Which lines of the listing below contain the word "white"? Locate each one and copy it out in full.
####
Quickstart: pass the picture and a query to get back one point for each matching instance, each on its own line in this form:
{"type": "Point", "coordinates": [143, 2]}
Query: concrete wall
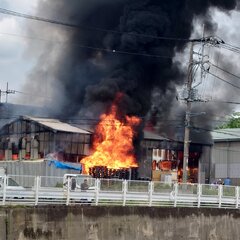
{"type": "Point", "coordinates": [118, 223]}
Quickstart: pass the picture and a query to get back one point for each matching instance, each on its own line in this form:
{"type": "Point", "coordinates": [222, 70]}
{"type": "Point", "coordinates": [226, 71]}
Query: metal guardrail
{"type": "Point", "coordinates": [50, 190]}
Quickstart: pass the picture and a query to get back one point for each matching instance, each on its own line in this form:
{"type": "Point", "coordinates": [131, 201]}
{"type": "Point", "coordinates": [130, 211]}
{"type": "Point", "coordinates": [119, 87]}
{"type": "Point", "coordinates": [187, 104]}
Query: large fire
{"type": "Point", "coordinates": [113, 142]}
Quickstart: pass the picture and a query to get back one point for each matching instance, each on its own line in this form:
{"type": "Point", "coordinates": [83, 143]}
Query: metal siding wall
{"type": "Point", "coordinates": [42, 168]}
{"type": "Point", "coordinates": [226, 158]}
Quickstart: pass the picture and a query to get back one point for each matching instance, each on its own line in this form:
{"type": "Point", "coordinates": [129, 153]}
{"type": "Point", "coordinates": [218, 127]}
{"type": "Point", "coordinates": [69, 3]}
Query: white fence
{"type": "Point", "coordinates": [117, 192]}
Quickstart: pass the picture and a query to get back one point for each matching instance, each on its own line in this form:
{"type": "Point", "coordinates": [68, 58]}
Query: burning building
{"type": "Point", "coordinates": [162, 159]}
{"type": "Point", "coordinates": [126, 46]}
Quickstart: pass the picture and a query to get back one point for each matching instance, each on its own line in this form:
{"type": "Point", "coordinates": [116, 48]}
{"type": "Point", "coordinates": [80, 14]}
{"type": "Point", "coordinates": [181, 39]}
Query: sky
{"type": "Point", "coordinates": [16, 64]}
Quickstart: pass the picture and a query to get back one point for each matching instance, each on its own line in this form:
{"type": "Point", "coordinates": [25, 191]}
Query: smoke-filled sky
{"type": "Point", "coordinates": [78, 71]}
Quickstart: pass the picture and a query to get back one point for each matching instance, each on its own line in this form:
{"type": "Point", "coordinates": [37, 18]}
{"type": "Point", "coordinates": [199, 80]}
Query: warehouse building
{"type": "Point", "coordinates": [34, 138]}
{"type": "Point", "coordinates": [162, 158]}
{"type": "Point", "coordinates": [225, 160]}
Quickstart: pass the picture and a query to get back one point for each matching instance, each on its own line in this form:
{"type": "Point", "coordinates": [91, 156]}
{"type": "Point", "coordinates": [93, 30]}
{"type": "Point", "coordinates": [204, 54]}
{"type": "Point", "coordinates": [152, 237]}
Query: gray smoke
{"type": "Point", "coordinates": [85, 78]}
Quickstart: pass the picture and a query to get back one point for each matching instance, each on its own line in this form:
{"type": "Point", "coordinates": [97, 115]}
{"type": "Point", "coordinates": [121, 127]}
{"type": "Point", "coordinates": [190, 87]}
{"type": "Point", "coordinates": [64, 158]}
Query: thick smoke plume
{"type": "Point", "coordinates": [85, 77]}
####
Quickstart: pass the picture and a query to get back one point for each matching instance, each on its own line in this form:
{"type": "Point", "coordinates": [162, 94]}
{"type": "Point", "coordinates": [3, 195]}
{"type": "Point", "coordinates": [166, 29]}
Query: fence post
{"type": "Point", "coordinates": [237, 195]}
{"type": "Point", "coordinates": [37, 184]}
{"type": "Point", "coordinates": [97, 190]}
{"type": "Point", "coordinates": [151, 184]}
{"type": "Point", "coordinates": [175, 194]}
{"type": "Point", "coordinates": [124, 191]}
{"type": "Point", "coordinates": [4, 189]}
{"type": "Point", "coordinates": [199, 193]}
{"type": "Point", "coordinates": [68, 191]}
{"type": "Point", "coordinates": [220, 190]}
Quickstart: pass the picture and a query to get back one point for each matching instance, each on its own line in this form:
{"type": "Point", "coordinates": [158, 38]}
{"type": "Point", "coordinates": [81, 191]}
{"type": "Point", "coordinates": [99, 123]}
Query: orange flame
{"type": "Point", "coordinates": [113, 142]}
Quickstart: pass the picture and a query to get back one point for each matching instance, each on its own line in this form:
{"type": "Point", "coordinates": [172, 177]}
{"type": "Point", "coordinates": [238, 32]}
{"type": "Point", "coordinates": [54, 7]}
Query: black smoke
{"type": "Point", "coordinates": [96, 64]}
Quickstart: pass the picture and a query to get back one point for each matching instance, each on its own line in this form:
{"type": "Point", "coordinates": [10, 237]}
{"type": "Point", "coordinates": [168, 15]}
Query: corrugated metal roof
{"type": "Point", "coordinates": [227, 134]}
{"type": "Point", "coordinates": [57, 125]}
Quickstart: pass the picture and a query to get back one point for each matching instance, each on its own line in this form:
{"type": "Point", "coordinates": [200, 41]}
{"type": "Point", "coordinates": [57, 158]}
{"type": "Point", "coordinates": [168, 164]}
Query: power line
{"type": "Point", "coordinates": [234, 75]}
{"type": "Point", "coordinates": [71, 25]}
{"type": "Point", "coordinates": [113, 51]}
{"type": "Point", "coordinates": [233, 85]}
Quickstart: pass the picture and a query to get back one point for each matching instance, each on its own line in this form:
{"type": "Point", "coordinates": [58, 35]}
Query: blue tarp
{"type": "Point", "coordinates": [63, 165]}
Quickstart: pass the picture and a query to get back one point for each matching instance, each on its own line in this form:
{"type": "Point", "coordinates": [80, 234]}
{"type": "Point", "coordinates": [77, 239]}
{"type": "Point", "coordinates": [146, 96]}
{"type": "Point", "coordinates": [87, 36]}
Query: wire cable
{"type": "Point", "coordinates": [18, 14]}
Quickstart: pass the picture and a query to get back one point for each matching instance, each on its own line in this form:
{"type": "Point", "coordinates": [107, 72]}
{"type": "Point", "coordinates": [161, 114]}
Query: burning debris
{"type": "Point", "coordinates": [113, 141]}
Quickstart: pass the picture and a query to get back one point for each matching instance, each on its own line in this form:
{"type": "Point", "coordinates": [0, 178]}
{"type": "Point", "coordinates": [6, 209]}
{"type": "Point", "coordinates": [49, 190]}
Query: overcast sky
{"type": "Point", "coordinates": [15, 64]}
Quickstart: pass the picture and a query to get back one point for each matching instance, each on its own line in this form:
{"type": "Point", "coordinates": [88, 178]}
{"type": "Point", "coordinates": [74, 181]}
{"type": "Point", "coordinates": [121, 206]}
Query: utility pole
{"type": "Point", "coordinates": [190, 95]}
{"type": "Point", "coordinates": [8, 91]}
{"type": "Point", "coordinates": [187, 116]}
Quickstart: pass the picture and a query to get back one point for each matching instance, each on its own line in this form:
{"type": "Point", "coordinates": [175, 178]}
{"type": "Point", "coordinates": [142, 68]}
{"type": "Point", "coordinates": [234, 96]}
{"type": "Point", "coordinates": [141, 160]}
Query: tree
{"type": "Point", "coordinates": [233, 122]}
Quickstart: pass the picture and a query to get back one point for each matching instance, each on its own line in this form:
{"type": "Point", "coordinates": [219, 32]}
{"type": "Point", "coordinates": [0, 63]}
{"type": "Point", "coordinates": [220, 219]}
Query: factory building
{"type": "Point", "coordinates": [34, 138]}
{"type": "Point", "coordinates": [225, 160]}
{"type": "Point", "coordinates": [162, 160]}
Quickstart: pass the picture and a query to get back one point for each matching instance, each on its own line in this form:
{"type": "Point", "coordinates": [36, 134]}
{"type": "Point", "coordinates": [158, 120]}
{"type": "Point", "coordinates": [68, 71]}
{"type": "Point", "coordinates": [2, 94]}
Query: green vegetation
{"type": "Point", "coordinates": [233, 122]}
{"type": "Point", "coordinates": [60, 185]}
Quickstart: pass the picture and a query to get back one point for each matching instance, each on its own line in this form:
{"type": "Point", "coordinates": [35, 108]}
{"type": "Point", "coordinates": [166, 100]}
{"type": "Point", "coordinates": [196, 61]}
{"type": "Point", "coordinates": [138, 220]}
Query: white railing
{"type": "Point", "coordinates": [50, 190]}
####
> _OUTPUT OF THE TASK_
Query: white fence
Query: white railing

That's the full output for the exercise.